▶ **Task to carry out**
Every record is to be duplicated exactly as it reads, without its images.

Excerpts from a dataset
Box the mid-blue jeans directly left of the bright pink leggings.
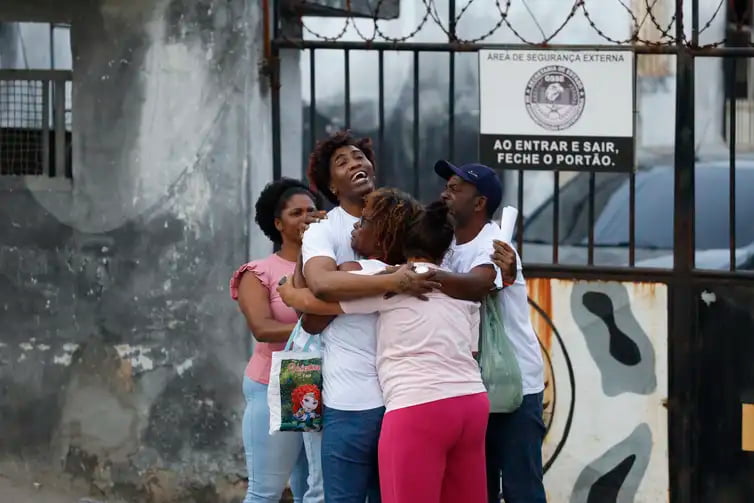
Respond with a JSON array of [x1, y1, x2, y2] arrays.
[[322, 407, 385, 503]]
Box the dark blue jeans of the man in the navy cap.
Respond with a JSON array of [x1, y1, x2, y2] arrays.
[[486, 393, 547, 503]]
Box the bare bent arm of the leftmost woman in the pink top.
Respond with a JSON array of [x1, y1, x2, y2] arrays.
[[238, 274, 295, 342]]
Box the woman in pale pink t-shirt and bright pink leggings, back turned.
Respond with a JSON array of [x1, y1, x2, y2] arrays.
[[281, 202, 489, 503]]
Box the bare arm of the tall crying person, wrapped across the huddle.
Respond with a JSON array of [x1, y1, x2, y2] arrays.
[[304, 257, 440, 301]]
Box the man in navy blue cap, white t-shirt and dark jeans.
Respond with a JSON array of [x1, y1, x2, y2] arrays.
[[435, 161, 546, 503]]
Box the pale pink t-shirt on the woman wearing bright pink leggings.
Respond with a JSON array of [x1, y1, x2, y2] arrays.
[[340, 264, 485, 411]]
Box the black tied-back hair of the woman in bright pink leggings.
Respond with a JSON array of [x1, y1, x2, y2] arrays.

▶ **Answer**
Box the mid-blue jeans directly left of the bright pink leggings.
Respond with a JSON array of [x1, y1, x2, y2] arrays.
[[322, 407, 385, 503]]
Box the dark blue jeans of the man in the navy cap.
Respond with a JSON array of [x1, y1, x2, y2] arrays.
[[486, 393, 547, 503]]
Box the bare bent arm of the leftmost woman in the pink top.
Respond with a JSON array of [x1, y1, x2, y2] arrays.
[[238, 274, 295, 342]]
Box the woman in pale pink t-shirt and bright pink leggings, back turned.
Respond with a JSON array of [x1, y1, x2, y2] arrays.
[[281, 202, 489, 503]]
Box the bare arm of the tall crying person, wrapped across the huddle.
Respond with a JSON array of [x1, y1, x2, y2] arrays.
[[304, 257, 440, 301]]
Box the man in navy blue cap, white t-shirt and dark jeans.
Respond with a JSON array of [x1, y1, x2, y2] arrays.
[[435, 161, 546, 503]]
Box the pale pink t-shirt on the woman wearing bright pink leggings.
Respond with a JSON array of [x1, y1, x2, y2] arrays.
[[340, 264, 485, 411]]
Box the black tied-back hair of the woman in bright pink leggings.
Respond with a JSON array of [x1, y1, x2, y2] arrays.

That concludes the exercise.